Acórdão nº 207/14.3T9VNF.G1 de Tribunal da Relação de Guimarães, 09 de Janeiro de 2017
Magistrado Responsável | F |
Data da Resolução | 09 de Janeiro de 2017 |
Emissor | Tribunal da Relação de Guimarães |
Acordam, em conferência, no Tribunal da Relação de Gumarães I. RELATÓRIO No processo de instrução nº 207/14.3T9VNF, da instância central de Guimarães, 2ª secção de instrução criminal, juiz 1, da comarca de Braga, em que é arguido Vitor O., com os demais sinais dos autos, foi, em 7 de março de 2016, proferido despacho de rejeição, por inadmissibilidade legal, do requerimento de abertura de instrução apresentado pela assistente Maria A..
*Inconformada, a assistente Maria A. interpôs recurso, apresentando a competente motivação, que remata com as seguintes conclusões: «A Recorrente no requerimento de abertura de instrução imputou ao denunciado a prática de um crime de abuso de poder previsto e punido pelo artigo 382º do Código Penal e não um crime de dano como, por lapso, é referido em algumas partes do douto despacho recorrido.
══════════
* TAREFA PROPOSTA *
Prolongue o acórdão do Tribunal da Relação de Guimarães reproduzido acima, começando logo após a última frase apresentada.

* DADOS FORNECIDOS *
══════════
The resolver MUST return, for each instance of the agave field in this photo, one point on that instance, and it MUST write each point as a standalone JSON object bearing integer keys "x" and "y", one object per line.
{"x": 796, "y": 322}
══════════
* RESPOSTA ABAIXO *
2- No RAI é feita a descrição precisa e completa dos factos que a assistente entende estarem indiciados, integradores tanto dos elementos objetivos como dos elementos e subjetivos do crime de abuso de poder, que justificam a aplicação ao denunciado de uma pena ou de uma medida de segurança.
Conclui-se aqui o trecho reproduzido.